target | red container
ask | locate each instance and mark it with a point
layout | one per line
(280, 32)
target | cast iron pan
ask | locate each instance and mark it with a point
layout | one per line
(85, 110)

────────────────

> **How to complete this task**:
Give back the entire listing verbatim.

> **Answer area**:
target | red container
ask | locate each instance and mark it with a point
layout | one per line
(280, 32)
target | cast iron pan
ask | locate each instance and mark it with a point
layout | one per line
(85, 110)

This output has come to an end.